__Problem statement__.
Set out every line of the entries below as a Markdown table with the columns Row and Line, numbering each row and skipping blank lines. Keep the pictures out of the answer.

__Records for this task__.
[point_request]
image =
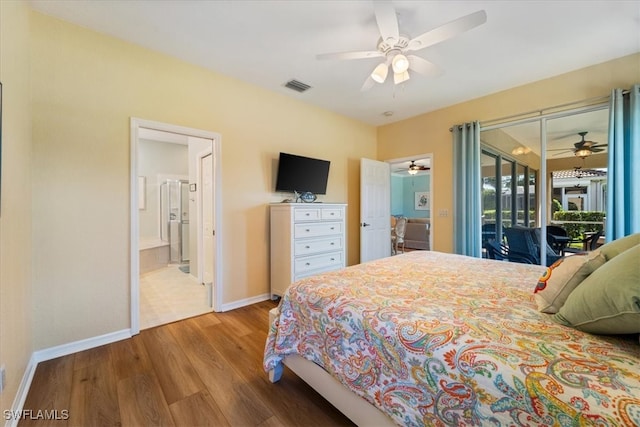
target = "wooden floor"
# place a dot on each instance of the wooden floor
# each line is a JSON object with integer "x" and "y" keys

__Written response__.
| Row | Line |
|---|---|
| 1 | [point_request] |
| 2 | image = |
| 3 | target = "wooden floor" |
| 4 | # place a dot on each instance of the wooden floor |
| 5 | # each line is a JSON object with integer "x" and "y" keys |